Rows of box annotation data:
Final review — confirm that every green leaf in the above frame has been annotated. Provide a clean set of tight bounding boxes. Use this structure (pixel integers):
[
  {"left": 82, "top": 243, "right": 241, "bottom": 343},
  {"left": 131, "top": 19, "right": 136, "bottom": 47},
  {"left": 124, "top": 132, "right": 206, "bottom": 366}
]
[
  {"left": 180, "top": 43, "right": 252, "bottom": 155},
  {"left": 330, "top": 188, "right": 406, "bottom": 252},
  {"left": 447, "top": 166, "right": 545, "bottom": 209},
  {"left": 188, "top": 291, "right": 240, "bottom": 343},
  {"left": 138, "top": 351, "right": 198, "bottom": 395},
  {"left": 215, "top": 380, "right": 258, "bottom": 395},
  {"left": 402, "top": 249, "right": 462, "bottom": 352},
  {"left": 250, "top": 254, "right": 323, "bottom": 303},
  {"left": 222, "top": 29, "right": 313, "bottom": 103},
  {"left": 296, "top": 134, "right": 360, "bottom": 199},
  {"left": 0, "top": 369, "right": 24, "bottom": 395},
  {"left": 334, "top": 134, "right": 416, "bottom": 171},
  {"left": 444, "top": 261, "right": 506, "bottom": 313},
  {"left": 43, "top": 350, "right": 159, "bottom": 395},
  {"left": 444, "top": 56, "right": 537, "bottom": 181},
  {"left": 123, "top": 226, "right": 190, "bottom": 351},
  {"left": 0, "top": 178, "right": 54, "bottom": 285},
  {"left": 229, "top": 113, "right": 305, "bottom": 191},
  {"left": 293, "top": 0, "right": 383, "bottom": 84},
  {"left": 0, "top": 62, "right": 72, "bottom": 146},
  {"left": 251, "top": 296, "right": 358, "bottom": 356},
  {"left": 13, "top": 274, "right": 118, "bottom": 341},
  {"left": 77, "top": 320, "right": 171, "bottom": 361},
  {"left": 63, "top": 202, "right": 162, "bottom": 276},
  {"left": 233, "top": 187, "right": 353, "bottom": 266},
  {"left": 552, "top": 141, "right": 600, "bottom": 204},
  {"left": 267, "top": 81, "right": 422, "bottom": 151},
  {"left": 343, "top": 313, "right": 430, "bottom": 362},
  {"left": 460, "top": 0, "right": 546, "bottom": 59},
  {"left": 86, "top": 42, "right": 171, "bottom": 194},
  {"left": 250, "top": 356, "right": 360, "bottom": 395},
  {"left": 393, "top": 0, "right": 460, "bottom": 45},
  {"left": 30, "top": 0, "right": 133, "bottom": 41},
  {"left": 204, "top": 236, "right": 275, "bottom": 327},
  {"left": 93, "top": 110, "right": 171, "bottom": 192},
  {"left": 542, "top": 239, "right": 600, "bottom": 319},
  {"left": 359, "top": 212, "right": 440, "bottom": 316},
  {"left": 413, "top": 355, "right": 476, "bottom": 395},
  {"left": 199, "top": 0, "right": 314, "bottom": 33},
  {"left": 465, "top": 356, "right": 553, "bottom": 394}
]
* * *
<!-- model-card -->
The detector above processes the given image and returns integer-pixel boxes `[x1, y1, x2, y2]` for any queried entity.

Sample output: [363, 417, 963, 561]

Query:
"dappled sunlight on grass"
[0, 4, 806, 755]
---
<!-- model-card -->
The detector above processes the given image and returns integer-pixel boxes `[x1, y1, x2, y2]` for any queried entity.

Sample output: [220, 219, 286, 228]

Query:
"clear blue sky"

## Instructions to follow
List every line in the records above that contains the string "Sample", copying each line in full.

## Output for this exercise
Sample output: [363, 417, 963, 561]
Sample output: [220, 219, 286, 228]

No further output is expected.